ESTRATTO DELLA PAGINA:

####################

Verdi tra memoria e disillusione

di Manuel Caruso

©Peppe Tortora property of ARCHIVE TORTORA. Cortesia della Dorothy Circus Gallery

 

Pietro Gelli sosteneva che ogni commemorazione è sempre un pericolo, non per l’evento in sé quanto per la retorica derivante e per gli eventi di massa (Gelli 2000). E lo è maggiormente nel momento in cui i centoventi anni dalla morte di Verdi sono accompagnati da un’altra commemorazione: il 27 gennaio 1945 le truppe alleate scoprirono il vicino campo di concentramento di Auschwitz, liberandone i superstiti. L’apertura dei cancelli e le testimonianze dei sopravvissuti rivelarono compiutamente per la prima volta al mondo l’orrore del genocidio nazifascista.

Ci interrogheremo sulle possibili relazioni tra le due ricorrenze; sulle implicazioni tra il pensiero irenico verdiano e la testimonianza riportata da chi quella tragedia ha avuto la sfortuna di viverla in prima persona.

È il 6 dicembre 2001. Liliana Segre, attuale senatrice a vita, nell’auditorio di Santa Margherita a Venezia, racconta la sua esperienza di ragazza deportata nel campo di concentramento di Birkenau ad Auschwitz. Silvia Romero cura la trascrizione di questo intervento, pubblicandolo sulla Rivista telematica di studi sulla memoria femminile: dalle minuzie dei particolari, dal contrasto tra l’essere una normalissima bambina ebrea e il diventare improvvisamente “fuori legge”, emerge un’umanità ferita (la sua) e compromessa (quella di tutti). E tralasciando, per dovere di sintesi, la cronologia della personale vicenda, ci soffermeremo sugli aspetti essenziali dell’intervento, alla ricerca di scintille di umanità, dalle quali prenderemo spunto per ricordare Giuseppe Verdi ed il suo Nabucco.

####################

DATI REGISTRATI:
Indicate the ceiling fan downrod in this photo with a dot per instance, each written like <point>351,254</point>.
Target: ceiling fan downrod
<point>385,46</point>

####################

OBIETTIVO:
Riprendi il testo su Verdi e la memoria di Auschwitz e proseguilo subito dopo la sua ultima frase.

ESERCIZIO SVOLTO:
Luciano Berio sosteneva che «un’Italia senza Verdi sarebbe come un’Inghilterra senza Shakespeare» (Berio 2013). I motivi sono molteplici: qualità della composizione, concezione drammaturgica, filosofia della musica, carisma e forza d’animo. Verdi viene spesso descritto come l’uomo simbolo del Risorgimento, rappresentante della patria italiana nel mondo; parlare di Verdi, per citare Massimo Mila, significa «parlare del padre» (Mila 2012): è l’italiano nuovo, l’italiano risorgimentale. In realtà, discussioni sul ruolo di politico di Verdi nel processo di unificazione ce ne sono, e non poche. Si, perché c’è il Verdi uomo e c’è il Verdi personaggio; c’è il pensiero di Verdi e c’è la sua ricezione. L’idea di arte verdiana risorgimentale ha ancora non poche incomprensioni e luoghi comuni legati ai concetti di patria, nazione, nazionalismo. Da una parte, l’immagine di un Verdi al fronte dal tricolore sventolante in mano, la cui musica al servizio di una nazione tutta ancora da costruire, con la sua melodia tutta italiana (come se una melodia avesse dei tratti etnici/nazionali); dall’altra parte, il processo di decostruzione di tale carattere nazionale di Verdi, che «non è una qualità tecnico-formale né una questione di soggetti teatrali, ma un ambito concettuale, un elemento del collettivo discorso nazionalista, che riguarda più la [sua] figura storica e la [sua] ricezione, che la produzione artistica» (Rostagno 2017). Ma tolto di mezzo il personaggio Verdi e le costruzioni patriottiche cucitegli attorno, cosa ne rimane dell’uomo, del pensiero, dell’intenzione reale dell’autore? In che modo risulta confrontabile con le parole della senatrice Segre? Procediamo con ordine.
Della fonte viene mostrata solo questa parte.